» **TERAPKAN BACAAN**
- A) Dalam berita tentang kompetensi guru, berapa persen guru PNS yang belum memiliki gelar sarjana S-1?
- B) Tuliskan kembali bagian berita tentang kompetensi guru, mulai dari "Wapres menekankan, Undang-Undang" dan berakhir pada "didik yang unggul.".
- C) Teruskan berita tentang kompetensi guru dengan menulis bagian berikutnya setelah kalimat terakhirnya.

» **KUTIPAN**
***

Pesan Wapres, Guru Dituntut Punya Kompetensi Tinggi
Guru sebagai tenaga pendidik yang profesional, merupakan tulang punggung kegiatan pendidikan di Indonesia. Oleh karena itu, untuk menciptakan Sumber Daya Manusia (SDM) unggul, tenaga pendidik harus memiliki kompetensi yang tinggi dalam melaksanakan tugasnya.
“Hal ini penting agar para pendidik, khususnya yang berada dalam lembaga pendidikan baik formal maupun informal dapat merumuskan metode pembelajaran serta menyusun kurikulum yang tepat,” pesan Wakil Presiden (Wapres) K. H. Ma’ruf Amin pada acara Focus Group Discussion (FGD) Penguatan Peran Lembaga Pendidikan Tenaga Kependidikan (LPTK) dalam Penyiapan Guru Indonesia melalui konferensi video di kediaman resmi Wapres, Jalan Diponegoro Jakarta Pusat, Selasa l0 Oktober 2020.
Menurut wapres pengembangan kompetensi ini penting karena kualitas pendidikan di Indonesia sangat bervariasi, tidak hanya antar daerah tetapi juga antar lembaga pendidikan. Untuk itu, dalam menyiapkan guru Indonesia yang berkualitas, kondisi riil di dunia pendidikan harus dijadikan pertimbangan.
“Misalnya masih 10 persen guru bukan PNS (Pegawai Negeri Sipil) dan 6,7 persen guru PNS yang belum memiliki gelar sarjana S-1 (strata 1). Selain itu lembaga pendidikan kita antar daerah belum seluruhnya memiliki standar mutu yang sama,” kata wapres.
Wapres menekankan, Undang-Undang Nomor 5 Tahun 2005 tentang Guru dan Dosen, guru harus memiliki kompetensi yang meliputi kompetensi pedagogik (kemampuan mengelola pembelajaran peserta didik), kompetensi kepribadian, kompetensi sosial, dan kompetensi profesional. Sebab, perpaduan dari kompetensi tersebut merupakan modal utama dalam menciptakan peserta didik yang unggul.
“Kombinasi dari seluruh kompetensi ini mutlak diperlukan jika kita ingin menghasilkan peserta didik yang mandiri, bernalar kritis dan kreatif,”ujar wapres.

***

» **PETIKAN DATA**
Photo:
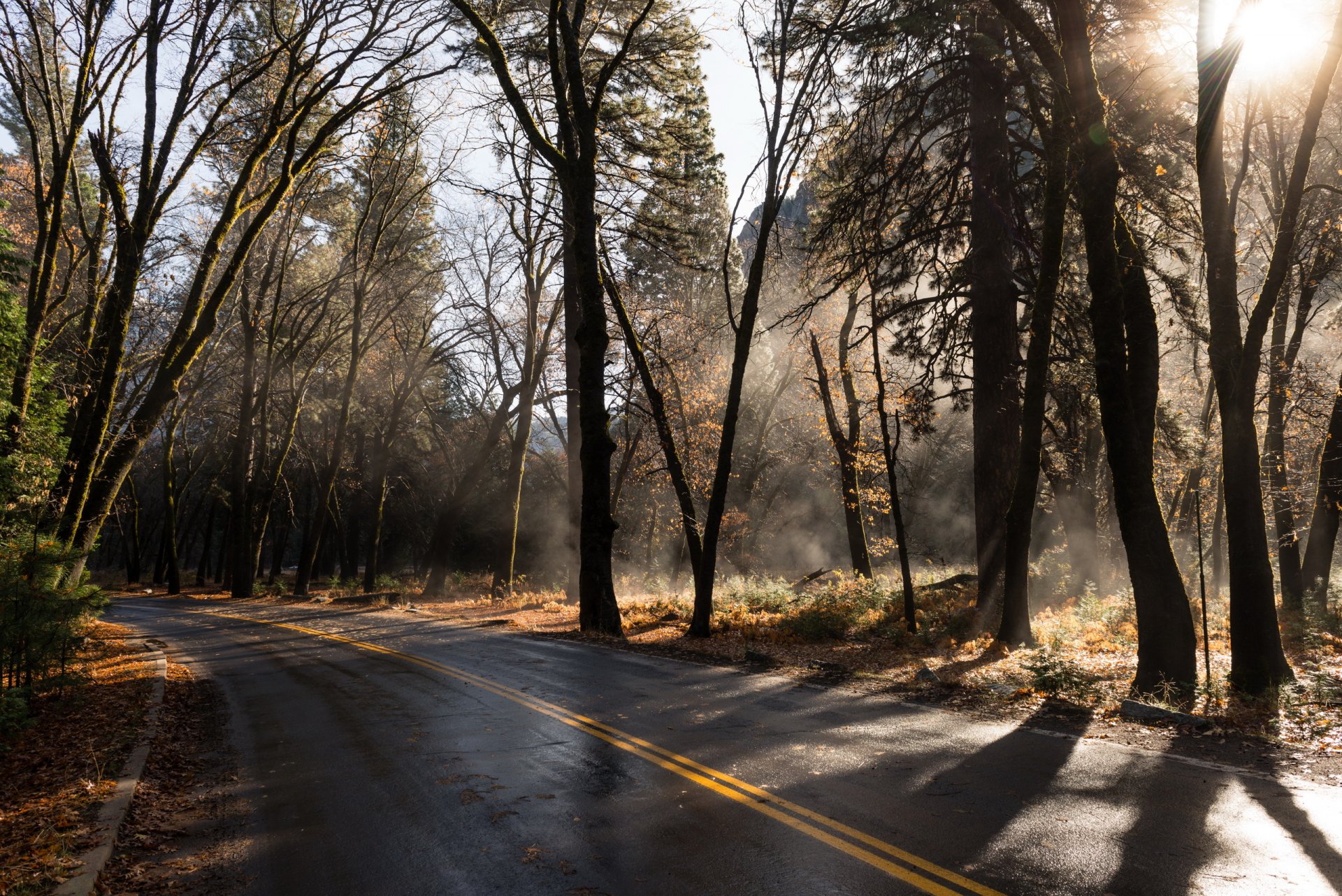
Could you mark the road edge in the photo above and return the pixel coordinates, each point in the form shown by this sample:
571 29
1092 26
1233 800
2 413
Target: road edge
113 812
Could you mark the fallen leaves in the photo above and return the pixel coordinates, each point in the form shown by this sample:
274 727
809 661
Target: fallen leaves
58 772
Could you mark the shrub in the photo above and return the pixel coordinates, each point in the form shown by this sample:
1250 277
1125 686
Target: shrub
840 607
41 617
1057 677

***

» **JAWABAN TIAP TUGAS**
- A) 6,7 persen.

- B)
Wapres menekankan, Undang-Undang Nomor 5 Tahun 2005 tentang Guru dan Dosen, guru harus memiliki kompetensi yang meliputi kompetensi pedagogik (kemampuan mengelola pembelajaran peserta didik), kompetensi kepribadian, kompetensi sosial, dan kompetensi profesional. Sebab, perpaduan dari kompetensi tersebut merupakan modal utama dalam menciptakan peserta didik yang unggul.

- C)
Wapres pun mengimbau, agar para tenaga pendidik dapat mengadopsi konsep Taksonomi Bloom” yang diperkenalkan oleh Psikolog Pendidikan Benjamin Bloom pada 1956. Menurut konsep tersebut, proses belajar dibagi menjadi dua bagian besar yaitu Low Order thinking Skill atau keterampilan berpikir tataran rendah dan High Order Thinking Skill (HOTS) atau kemampuan berpikir tingkat tinggi.
Keterampilan berpikir tataran rendah termasuk kemampuan berpikir menghafal yang masih mengandalkan ingatan otak semata. Kebalikan dari yang pertama, HOTS merupakan kemampuan berpikir kritis dan kreatif. Otak tidak lagi berpikir berdasarkan ingatan namun berdasarkan analisa, evaluasi dan sintesa dalam menghasilkan gagasan yang baru.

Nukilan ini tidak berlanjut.